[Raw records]
************

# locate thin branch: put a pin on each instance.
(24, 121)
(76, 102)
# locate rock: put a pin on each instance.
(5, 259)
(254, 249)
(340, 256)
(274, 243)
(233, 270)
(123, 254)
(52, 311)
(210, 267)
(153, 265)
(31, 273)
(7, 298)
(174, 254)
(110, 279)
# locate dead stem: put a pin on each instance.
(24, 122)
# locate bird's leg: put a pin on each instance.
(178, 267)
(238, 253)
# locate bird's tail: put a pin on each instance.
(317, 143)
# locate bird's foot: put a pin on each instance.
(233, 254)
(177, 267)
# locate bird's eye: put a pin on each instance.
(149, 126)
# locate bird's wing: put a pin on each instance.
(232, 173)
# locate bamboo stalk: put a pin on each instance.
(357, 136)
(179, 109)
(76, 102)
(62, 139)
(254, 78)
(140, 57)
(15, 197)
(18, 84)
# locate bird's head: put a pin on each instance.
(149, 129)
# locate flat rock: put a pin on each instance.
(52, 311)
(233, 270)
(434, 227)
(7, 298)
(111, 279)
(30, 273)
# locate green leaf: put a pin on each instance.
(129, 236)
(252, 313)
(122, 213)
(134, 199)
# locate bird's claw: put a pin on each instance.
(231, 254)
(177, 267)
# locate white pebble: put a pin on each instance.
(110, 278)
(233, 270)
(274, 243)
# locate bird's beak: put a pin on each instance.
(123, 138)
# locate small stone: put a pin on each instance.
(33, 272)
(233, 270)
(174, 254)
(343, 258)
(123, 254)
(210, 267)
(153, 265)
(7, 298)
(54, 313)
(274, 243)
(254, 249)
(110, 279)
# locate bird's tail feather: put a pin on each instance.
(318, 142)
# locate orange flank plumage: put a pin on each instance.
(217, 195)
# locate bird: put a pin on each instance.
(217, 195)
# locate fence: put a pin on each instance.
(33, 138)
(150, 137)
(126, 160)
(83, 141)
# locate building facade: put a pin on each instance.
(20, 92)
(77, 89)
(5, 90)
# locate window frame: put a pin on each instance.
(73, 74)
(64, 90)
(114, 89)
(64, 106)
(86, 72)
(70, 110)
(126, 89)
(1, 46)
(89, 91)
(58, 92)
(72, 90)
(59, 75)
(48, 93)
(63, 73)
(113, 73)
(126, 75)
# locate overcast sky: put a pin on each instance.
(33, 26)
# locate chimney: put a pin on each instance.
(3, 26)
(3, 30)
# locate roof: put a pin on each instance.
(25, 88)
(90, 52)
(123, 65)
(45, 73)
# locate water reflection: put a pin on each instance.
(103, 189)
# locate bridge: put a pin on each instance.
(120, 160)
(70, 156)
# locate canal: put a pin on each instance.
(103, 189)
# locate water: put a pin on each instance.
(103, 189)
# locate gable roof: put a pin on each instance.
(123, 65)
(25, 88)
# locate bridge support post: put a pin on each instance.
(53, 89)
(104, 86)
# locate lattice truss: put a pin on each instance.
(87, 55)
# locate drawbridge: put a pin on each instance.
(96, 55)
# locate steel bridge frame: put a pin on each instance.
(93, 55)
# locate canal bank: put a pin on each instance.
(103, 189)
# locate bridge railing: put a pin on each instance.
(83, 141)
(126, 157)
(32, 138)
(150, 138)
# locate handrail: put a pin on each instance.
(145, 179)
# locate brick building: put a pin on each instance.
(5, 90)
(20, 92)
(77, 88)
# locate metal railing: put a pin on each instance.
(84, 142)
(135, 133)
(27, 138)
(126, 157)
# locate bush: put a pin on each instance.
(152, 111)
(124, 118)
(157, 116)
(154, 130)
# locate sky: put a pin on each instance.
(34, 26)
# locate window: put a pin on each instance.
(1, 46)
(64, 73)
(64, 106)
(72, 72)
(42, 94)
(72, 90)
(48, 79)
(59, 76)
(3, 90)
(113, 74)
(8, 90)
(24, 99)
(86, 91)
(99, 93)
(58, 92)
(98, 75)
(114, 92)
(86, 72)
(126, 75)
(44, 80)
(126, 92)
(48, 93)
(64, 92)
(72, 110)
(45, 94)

************

## TASK TO CARRY OUT
Copy every line of the records above word for word, with nothing changed or left out.

## TASK OUTPUT
# locate thin branch: put a pin on each instance.
(24, 121)
(76, 102)
# locate rock: put a pin on each instance.
(5, 259)
(254, 249)
(340, 256)
(274, 243)
(233, 270)
(123, 254)
(52, 311)
(210, 267)
(153, 265)
(31, 273)
(7, 298)
(174, 254)
(110, 279)
# locate dead stem: put a pin on each instance.
(24, 122)
# locate bird's leg: put a pin on each instance.
(178, 267)
(238, 253)
# locate bird's tail: put a pin on each instance.
(317, 143)
# locate bird's foot: put a pin on each instance.
(233, 254)
(177, 267)
# locate bird's eye: put a pin on each instance.
(149, 126)
# locate bird's wing: put a pin on each instance.
(232, 173)
# locate bamboo stalk: put a pin on each instance.
(357, 136)
(179, 109)
(76, 102)
(62, 139)
(254, 78)
(140, 57)
(15, 197)
(18, 84)
# locate bird's head: put a pin on each instance.
(149, 129)
# locate flat rock: put a pin on each instance.
(52, 311)
(233, 270)
(434, 227)
(7, 298)
(111, 279)
(30, 273)
# locate green leaf: put a pin on each instance.
(129, 236)
(252, 313)
(122, 213)
(134, 199)
# locate bird's claw: put a pin on each instance.
(231, 254)
(177, 267)
# locate white pebble: put a pin on each instance.
(110, 278)
(233, 270)
(274, 243)
# locate bird's beak: put a pin on each instance.
(123, 138)
# locate small stone: put a pin on each instance.
(33, 272)
(233, 270)
(174, 254)
(343, 258)
(123, 254)
(210, 267)
(153, 265)
(7, 298)
(54, 313)
(274, 243)
(254, 249)
(110, 279)
# locate bird's tail feather: put a pin on each instance.
(318, 142)
# locate orange flank plumage: put a pin on each instance.
(217, 195)
# locate bird: put a pin on each instance.
(217, 195)
# locate fence: put a pin on each instance.
(33, 138)
(150, 137)
(126, 160)
(83, 141)
# locate building facade: put a pin on each instance.
(20, 92)
(77, 89)
(5, 90)
# locate window frame: put a pin on each instance.
(73, 74)
(64, 90)
(114, 89)
(64, 106)
(86, 72)
(70, 110)
(126, 89)
(1, 46)
(89, 91)
(58, 92)
(72, 90)
(59, 75)
(48, 93)
(63, 73)
(113, 73)
(126, 75)
# locate overcast sky: put a pin on each instance.
(33, 26)
# locate chimney: put a pin on each instance.
(3, 26)
(3, 30)
# locate roof: put a pin on each instance.
(25, 88)
(90, 52)
(123, 65)
(45, 73)
# locate water reflection: put a pin on each instance.
(103, 189)
# locate bridge: put a pin on each instance.
(120, 160)
(70, 156)
# locate canal: put a pin on each instance.
(103, 189)
# locate water: put a pin on each instance.
(103, 189)
# locate gable roof: put a pin on each instance.
(123, 65)
(25, 88)
# locate bridge support post: put a pin on each instance.
(53, 89)
(104, 86)
# locate lattice truss: put a pin on each instance.
(87, 55)
# locate drawbridge: put a pin on each instance.
(96, 55)
# locate steel bridge frame: put a pin on each instance.
(93, 55)
# locate canal bank: put a pin on each instance.
(103, 189)
# locate bridge railing: put a pin on each instance.
(83, 141)
(126, 157)
(32, 138)
(150, 138)
# locate handrail: put a pin on each instance.
(145, 179)
# locate brick building: put a pin on each instance.
(5, 90)
(20, 92)
(77, 88)
# locate metal railing: put a pin on each instance.
(84, 142)
(135, 133)
(27, 138)
(126, 157)
# locate bush: put a pin on each instance.
(152, 111)
(124, 118)
(157, 116)
(154, 130)
# locate sky: put a pin on each instance.
(34, 26)
# locate window: put a pin on each instance.
(1, 46)
(64, 73)
(64, 106)
(72, 72)
(42, 94)
(72, 90)
(48, 79)
(59, 76)
(3, 90)
(113, 74)
(8, 90)
(24, 99)
(86, 91)
(99, 93)
(58, 92)
(98, 75)
(114, 92)
(86, 72)
(126, 75)
(44, 80)
(126, 92)
(48, 93)
(64, 92)
(72, 110)
(45, 94)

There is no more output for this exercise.